* **Task prompt**
Copy out the listing below with "Put a dot there" swapped for "Place a marker there" wherever it occurs, keeping everything else the same.

* **Data to use**
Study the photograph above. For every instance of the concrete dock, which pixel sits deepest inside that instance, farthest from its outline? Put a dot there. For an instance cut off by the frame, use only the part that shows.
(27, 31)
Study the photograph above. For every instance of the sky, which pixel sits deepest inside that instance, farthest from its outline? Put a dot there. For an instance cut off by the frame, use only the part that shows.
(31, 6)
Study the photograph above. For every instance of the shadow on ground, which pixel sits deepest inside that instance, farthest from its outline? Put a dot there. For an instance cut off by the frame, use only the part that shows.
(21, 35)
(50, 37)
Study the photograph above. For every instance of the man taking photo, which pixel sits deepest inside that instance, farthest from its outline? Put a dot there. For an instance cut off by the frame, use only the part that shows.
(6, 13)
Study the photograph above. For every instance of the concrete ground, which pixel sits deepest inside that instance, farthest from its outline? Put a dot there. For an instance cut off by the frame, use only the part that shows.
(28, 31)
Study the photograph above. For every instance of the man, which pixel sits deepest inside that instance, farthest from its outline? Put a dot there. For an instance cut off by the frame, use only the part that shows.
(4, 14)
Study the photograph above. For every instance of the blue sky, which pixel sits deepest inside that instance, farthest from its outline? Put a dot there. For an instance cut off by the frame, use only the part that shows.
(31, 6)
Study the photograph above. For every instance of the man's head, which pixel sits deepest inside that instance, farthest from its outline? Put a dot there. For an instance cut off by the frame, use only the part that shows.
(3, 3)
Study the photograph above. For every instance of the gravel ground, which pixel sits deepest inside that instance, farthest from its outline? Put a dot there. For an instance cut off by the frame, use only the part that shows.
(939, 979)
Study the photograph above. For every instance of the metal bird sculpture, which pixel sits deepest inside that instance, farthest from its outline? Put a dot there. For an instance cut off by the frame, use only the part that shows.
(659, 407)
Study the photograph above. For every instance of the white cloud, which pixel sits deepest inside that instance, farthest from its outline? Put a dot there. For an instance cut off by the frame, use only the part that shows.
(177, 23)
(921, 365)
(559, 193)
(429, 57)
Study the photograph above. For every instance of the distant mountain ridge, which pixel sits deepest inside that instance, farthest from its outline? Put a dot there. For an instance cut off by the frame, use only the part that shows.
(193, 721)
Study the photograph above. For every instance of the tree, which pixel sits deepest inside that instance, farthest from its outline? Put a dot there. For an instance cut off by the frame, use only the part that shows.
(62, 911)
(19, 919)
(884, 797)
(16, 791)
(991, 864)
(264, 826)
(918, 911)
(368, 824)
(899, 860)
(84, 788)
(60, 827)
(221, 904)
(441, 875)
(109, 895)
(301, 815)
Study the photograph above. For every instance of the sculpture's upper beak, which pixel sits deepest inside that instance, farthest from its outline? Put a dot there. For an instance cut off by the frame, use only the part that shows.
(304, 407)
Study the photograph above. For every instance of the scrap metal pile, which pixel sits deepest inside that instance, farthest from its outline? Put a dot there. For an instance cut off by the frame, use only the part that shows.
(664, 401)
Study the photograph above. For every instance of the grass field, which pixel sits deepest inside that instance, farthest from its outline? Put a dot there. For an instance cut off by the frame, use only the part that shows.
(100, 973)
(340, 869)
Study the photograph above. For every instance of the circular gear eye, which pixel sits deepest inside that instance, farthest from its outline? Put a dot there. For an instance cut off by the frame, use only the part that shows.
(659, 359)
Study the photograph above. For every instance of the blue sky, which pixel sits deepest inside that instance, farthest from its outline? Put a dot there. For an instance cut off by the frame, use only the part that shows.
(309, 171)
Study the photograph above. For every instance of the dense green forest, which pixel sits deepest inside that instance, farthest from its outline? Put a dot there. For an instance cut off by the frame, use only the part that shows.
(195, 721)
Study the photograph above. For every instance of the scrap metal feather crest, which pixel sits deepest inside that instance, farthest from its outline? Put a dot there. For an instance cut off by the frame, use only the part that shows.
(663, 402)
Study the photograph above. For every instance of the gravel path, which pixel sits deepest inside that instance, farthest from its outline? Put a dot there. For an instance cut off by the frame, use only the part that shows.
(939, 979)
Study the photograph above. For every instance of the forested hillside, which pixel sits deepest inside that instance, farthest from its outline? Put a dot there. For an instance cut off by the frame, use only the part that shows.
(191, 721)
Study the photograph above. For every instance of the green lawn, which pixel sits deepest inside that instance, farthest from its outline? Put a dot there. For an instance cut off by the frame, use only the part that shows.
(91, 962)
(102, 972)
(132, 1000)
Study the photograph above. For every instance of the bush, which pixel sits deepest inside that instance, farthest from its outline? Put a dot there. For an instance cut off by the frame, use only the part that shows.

* **Output**
Study the photograph above. For every instance of the concrete dock, which pixel sits deepest inside that instance, farthest from its outline? Place a marker there. For an instance cut off by the frame, use only the part that shows.
(27, 31)
Study the photograph above. For every instance of the sky, which pixel sits deepest inside that instance, farthest from its outline? Place a marker there. For an instance cut off by the frame, use only the part that shows.
(31, 6)
Study the photograph above. For every instance of the shadow on ground, which pixel sits deepest inside that instance, farthest from its outline? Place a marker there. For an instance cut off by the frame, use only the part that shows.
(21, 35)
(50, 37)
Study the photograph above. For every instance of the man taking photo, which pixel sits deepest inside that instance, farthest from its outline? Place a marker there. For an instance cut off by the frame, use only the part that shows.
(6, 13)
Study the photograph above. For every instance of the concrete ground, which pixel sits deepest inside that instance, farthest from its outline? Place a marker there. For an instance cut off by the frame, use only the part that shows.
(28, 31)
Study the photograph above. For every instance of the man, which pixel sits deepest inside that instance, farthest from its outline? Place a marker there. For an instance cut off by the frame, use only the part that shows.
(4, 14)
Study the photograph above. For every instance of the blue sky, which pixel sits deepest inside that instance, farthest from its outline? Place a marker there. For an instance cut off by the frame, use only the part that shows.
(31, 6)
Study the photograph above. For every instance of the man's head, which pixel sits deepest inside that instance, farthest from its outline? Place a marker there. For an instance cut off by the frame, use only the part that shows.
(3, 3)
Study the photograph above. For every instance of the gravel ground, which pixel sits deepest inside that instance, farthest from its outline? Place a marker there. For an instance cut off by the frame, use only the part that shows.
(939, 979)
Study the photograph above. For every instance of the metal bird sculpture, which pixel sits deepest inside that instance, farthest from its outline? Place a marker there. For an instance cut off by the frame, use only the part that shows.
(659, 407)
Study the photograph above. For every instance of the white cloud, which pixel sits deepest inside that instance, farthest from its outline? Place a marker there. For an instance cut off by the frame, use only the part that shows.
(177, 23)
(921, 365)
(559, 193)
(429, 57)
Study the photograph above. For every instance of the distant mountain ridge, which pixel sits deepest inside that instance, farthest from its outline? Place a marker there. For an instance cut off by the frame, use only the part that shows.
(193, 721)
Study the photograph above. For every instance of the tree, which pixel sits deepest inside that instance, farthest from its outline? Place a marker there. For an instance cut off by the frame, use only the part that shows.
(62, 911)
(19, 919)
(884, 797)
(16, 791)
(991, 864)
(264, 826)
(918, 911)
(368, 824)
(899, 860)
(84, 788)
(60, 827)
(221, 904)
(441, 875)
(109, 895)
(301, 815)
Study the photograph above. For every instance of the sculpture's upper beak, which pixel sits deepest inside that instance, farthest from its outline? Place a marker there. For an instance cut off by the frame, use only the part that shows.
(304, 407)
Study the photograph above. For every instance of the scrap metal pile, which pixel sits deepest inside that instance, farthest from its outline? Place a marker there. For an instance cut off by the frame, use only the part that shows.
(664, 401)
Study the photograph above. For every instance of the grass field, which pixel sits deepest inside that instance, farthest from its outline? Place a marker there. For an instance cut off by the frame, use only the part that shows.
(100, 973)
(340, 869)
Study the photograph above. For every instance of the circular gear eye, which pixel sits deepest inside that instance, farthest from its outline? Place a marker there. For an instance cut off by the frame, use only the part that shows.
(659, 359)
Study the photograph above. For every instance of the blue sky, which pixel sits deepest inside that instance, farthest from its outline? Place a marker there. For an instance cut off by the frame, use only the part that shows.
(309, 171)
Study the photograph above. For every instance of the dense green forest, which pixel sits deepest inside that instance, farthest from its outline? Place a marker there. For an instance cut off by the frame, use only the part that shows.
(195, 721)
Study the photograph above. For every instance of the scrap metal feather crest, which pixel sits deepest inside that instance, farthest from its outline? Place a marker there. For an instance cut off by the frame, use only the part that shows.
(663, 402)
Study the photograph above. For every instance of the gravel path, which pixel sits deepest inside that instance, farthest from its outline? Place a marker there. For an instance cut off by the frame, use only the part that shows.
(939, 979)
Study the photograph above. For every instance of the forested hillside, which pixel sits deepest inside that instance, farthest from its outline? Place a marker there. For an instance cut off by the frame, use only the part that shows.
(191, 721)
Study the photograph above. For every instance of the green lawn, which pixel sits deepest inside that instance, farthest from its outline? Place a marker there. For an instance cut off by the frame, use only the part that shows.
(91, 962)
(102, 972)
(132, 1000)
Study the photograph above. For every instance of the bush, which pixel sits deepest inside that instance, farthest from its outline? Place a marker there. For an instance cut off by the frame, use only the part that shows.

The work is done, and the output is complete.